#### WHAT YOU WILL DO:
The answer should be a single number: how many lines of the entries below hold the word "surface".

#### DATA FOR PROCESSING:
- - -
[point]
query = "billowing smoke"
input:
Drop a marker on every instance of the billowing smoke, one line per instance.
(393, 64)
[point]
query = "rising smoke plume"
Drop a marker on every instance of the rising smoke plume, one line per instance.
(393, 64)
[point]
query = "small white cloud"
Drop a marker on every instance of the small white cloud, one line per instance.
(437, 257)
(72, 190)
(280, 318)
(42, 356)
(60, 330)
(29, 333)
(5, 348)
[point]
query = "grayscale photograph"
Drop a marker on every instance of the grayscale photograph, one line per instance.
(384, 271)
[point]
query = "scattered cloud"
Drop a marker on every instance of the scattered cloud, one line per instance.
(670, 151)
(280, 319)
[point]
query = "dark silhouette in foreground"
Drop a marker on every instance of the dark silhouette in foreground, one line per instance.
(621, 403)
- - -
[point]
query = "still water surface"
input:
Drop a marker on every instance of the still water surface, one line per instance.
- - -
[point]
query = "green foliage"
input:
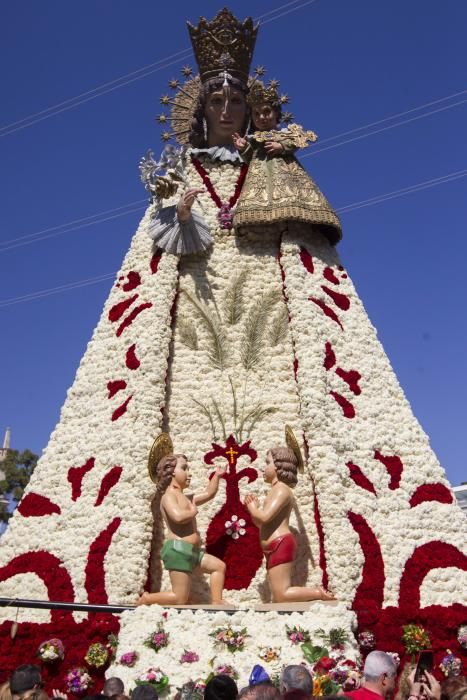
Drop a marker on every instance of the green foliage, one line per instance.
- - -
#### OUTPUT OF THE TASK:
2